(RECORDS TO PROCESS)

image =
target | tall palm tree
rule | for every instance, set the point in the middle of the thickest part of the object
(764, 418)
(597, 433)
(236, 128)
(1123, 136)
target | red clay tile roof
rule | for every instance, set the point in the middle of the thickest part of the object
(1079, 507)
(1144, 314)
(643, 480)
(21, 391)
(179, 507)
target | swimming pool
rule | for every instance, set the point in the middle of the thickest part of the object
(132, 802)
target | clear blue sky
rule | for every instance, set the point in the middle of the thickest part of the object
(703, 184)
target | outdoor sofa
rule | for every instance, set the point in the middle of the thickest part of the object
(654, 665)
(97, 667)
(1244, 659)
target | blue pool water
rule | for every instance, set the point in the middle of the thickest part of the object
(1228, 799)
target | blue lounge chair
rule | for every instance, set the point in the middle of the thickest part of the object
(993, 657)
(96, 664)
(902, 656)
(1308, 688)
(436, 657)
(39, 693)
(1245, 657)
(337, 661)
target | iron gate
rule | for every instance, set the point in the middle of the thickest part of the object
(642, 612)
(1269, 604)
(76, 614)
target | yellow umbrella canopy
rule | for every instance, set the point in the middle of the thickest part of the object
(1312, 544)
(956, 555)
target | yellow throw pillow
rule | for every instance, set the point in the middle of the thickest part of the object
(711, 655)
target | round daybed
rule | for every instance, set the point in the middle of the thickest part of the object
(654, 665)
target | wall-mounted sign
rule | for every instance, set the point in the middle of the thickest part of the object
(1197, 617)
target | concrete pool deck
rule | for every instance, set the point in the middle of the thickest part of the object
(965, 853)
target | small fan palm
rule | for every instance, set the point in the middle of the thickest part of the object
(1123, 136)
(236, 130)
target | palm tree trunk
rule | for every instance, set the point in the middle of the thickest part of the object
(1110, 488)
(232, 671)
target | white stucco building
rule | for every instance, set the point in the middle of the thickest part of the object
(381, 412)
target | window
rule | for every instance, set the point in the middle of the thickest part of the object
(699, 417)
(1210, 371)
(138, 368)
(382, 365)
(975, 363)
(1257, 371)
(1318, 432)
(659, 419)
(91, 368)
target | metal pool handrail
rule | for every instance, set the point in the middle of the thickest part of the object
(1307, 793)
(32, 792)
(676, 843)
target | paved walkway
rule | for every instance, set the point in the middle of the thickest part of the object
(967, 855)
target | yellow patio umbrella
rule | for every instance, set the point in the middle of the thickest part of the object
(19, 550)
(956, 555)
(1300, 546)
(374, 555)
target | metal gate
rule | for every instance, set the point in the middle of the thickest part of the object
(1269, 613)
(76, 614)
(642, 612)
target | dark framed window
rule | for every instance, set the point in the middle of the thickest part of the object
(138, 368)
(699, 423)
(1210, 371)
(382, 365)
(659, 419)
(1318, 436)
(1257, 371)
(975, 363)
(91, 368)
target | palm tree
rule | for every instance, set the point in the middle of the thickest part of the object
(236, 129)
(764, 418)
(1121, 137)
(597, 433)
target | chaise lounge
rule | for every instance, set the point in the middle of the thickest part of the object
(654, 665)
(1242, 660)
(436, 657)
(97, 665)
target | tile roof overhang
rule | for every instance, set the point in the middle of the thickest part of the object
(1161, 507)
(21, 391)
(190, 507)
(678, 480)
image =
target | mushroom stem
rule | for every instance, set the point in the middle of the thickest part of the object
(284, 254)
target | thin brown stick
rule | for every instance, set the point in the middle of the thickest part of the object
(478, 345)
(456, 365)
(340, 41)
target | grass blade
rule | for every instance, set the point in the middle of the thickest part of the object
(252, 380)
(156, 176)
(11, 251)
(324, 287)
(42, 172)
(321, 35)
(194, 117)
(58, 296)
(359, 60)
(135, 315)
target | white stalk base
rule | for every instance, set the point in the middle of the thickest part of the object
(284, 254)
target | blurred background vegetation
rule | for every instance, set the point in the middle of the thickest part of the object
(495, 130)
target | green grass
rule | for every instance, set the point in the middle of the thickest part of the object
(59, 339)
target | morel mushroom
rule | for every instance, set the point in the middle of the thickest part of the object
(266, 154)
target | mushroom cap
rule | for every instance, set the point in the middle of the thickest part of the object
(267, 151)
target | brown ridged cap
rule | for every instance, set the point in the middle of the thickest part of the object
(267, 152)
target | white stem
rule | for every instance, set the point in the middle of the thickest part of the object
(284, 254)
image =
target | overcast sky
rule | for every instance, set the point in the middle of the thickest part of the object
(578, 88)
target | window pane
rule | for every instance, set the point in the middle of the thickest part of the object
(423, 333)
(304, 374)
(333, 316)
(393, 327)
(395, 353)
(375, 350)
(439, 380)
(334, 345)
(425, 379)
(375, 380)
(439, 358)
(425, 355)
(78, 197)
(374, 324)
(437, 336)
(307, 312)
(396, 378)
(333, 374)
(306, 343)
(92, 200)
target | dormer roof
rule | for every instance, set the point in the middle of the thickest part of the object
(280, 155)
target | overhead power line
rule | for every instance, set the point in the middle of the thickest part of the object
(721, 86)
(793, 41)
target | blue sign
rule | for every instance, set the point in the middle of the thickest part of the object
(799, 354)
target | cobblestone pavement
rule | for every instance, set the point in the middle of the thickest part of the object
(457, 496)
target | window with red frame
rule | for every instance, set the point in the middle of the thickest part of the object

(End RECORDS TO PROCESS)

**TASK BRIEF**
From the records above, retype only the lines starting at the line that contains "target | paved walkway" and ending at the line that contains "target | yellow patio umbrella", both included.

**EXERCISE RESULT**
target | paved walkway
rule | for every instance, set the point in the middle of the thickest part of the object
(967, 855)
target | yellow patio umbrella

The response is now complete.